# TRAVAIL DEMANDÉ
1 - Selon le texte sur la dette écologique, que Michel Barnier annonce-t-il au sujet de l'eau ?
2 - Rédigez la suite du texte sur la dette écologique, en reprenant après sa dernière phrase.

# TEXTE PRÉSENTÉ
******************************
C’est l’une des deux épées de Damoclès qui pèsent sur la France et sur la tête des Français et de leurs enfants, selon Michel Barnier : la dette écologique. Déjà évoquée lors de sa prise de pouvoir, le nouveau Premier ministre a réitéré sa promesse devant les députés : faire toute la vérité sur la dette écologique. Il y a consacré une partie de l’introduction de son discours de politique générale, prononcé ce mardi 1er octobre, après avoir d’abord longuement abordé la question de la dette financière.
“La dette écologique sera au cœur de notre action”, annonce Michel Barnier qui, en citant Pierre Mendès-France, estime qu’il ne faut “jamais sacrifier l’avenir au présent”. Le Premier ministre défend une écologie “des solutions”, mettant l’accent sur la transition énergétique, qui s’appuiera sur la relance du nucléaire et le déploiement des énergies renouvelables, avec un petit hic pour les éoliennes dont tous les impacts “devront être mesurés”. Il annonce également une grande conférence nationale sur l’eau.
******************************
# DONNÉES FOURNIES
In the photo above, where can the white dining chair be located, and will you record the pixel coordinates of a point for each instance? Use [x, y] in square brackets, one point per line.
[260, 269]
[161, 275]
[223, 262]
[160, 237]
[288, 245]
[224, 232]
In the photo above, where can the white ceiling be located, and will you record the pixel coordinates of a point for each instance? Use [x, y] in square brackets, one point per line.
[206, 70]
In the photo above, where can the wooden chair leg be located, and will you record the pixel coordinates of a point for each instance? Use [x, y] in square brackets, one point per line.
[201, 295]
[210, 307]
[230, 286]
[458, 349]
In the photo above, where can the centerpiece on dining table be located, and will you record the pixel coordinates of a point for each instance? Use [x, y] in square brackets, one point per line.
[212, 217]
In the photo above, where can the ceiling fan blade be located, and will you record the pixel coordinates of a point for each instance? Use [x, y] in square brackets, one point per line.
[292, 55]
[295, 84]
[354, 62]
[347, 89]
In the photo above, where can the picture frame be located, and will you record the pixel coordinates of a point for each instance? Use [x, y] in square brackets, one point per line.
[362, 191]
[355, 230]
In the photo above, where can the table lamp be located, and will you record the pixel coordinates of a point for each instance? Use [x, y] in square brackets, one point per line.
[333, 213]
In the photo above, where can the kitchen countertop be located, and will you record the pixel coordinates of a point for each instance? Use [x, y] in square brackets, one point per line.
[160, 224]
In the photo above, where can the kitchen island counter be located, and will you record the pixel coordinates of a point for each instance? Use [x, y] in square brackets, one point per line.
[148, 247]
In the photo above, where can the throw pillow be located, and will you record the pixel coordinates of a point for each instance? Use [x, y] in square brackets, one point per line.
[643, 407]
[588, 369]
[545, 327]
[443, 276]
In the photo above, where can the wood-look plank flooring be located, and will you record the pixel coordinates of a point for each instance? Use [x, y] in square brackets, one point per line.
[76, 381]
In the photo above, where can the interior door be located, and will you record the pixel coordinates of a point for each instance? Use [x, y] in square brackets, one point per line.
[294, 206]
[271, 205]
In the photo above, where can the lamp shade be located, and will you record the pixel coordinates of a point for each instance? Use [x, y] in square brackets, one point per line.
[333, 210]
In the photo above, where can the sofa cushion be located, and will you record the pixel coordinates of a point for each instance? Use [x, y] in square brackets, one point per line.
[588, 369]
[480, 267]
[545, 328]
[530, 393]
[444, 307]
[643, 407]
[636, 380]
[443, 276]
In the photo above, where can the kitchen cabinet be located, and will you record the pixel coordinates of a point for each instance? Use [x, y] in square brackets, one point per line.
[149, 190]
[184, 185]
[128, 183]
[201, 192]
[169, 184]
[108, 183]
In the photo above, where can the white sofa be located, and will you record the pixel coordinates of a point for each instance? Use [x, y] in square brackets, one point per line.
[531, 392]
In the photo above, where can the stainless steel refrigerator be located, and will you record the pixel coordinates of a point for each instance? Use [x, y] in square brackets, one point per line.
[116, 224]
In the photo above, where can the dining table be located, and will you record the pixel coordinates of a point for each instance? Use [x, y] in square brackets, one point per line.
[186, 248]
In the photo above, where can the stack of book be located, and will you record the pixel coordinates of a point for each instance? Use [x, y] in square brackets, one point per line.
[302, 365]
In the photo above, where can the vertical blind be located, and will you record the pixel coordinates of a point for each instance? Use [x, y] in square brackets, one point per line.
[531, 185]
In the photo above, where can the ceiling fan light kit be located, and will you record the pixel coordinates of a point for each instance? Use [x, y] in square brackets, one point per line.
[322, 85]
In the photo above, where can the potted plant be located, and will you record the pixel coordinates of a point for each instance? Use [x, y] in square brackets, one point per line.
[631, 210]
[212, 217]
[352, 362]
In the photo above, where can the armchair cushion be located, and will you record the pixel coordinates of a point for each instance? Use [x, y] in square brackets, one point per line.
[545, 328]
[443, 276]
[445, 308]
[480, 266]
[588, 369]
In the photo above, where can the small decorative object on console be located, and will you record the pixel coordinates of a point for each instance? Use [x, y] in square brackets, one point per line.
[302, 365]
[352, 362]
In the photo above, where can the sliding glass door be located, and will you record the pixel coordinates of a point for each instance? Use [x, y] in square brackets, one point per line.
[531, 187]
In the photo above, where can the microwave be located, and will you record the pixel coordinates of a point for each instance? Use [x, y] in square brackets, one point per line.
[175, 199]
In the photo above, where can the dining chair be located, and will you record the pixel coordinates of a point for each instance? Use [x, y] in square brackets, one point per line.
******************************
# RÉPONSES PAR TÂCHE
1 - Il annonce une grande conférence nationale sur l'eau.

2 -
Rien sur les moyens financiers
“Ces deux réalités, budgétaire et climatique, certains veulent les nier ou les ignorer, d’autres les subissent. Il n’y a pas de fatalité. Je suis convaincu que nous pouvons trouver un chemin“, a déclaré Michel Barnier. “Un chemin de réalisme et d’action qui passe par le contrat plutôt que la contrainte qui nous permette de restaurer la confiance”, a-t-il poursuivi. Dès lors, si la transition écologique a été placée en haut de l’agenda, les craintes persistent sur les menaces de réduction de budget dans la prochaine loi de Finances 2025.
Les lettres plafond préparatoires au budget 2025 prévoyaient en effet de réduire le Fonds vert pour la transition dans les collectivités locales à 1 milliard d’euros au lieu de 2,5 milliards promis initialement. Les documents prévoient également de raboter de 1,3 milliard le dispositif Ma Prime Renov’ et de 500 millions celui pour l’aide sociale à l’achat de véhicules électriques. Le budget d’engagement de l’Agence de la transition écologique (Ademe) serait lui aussi revu à la baisse de 25 à 35%. Enfin, la biodiversité se verrait privée de 140 millions d’euros, soit près d’un quart de son budget.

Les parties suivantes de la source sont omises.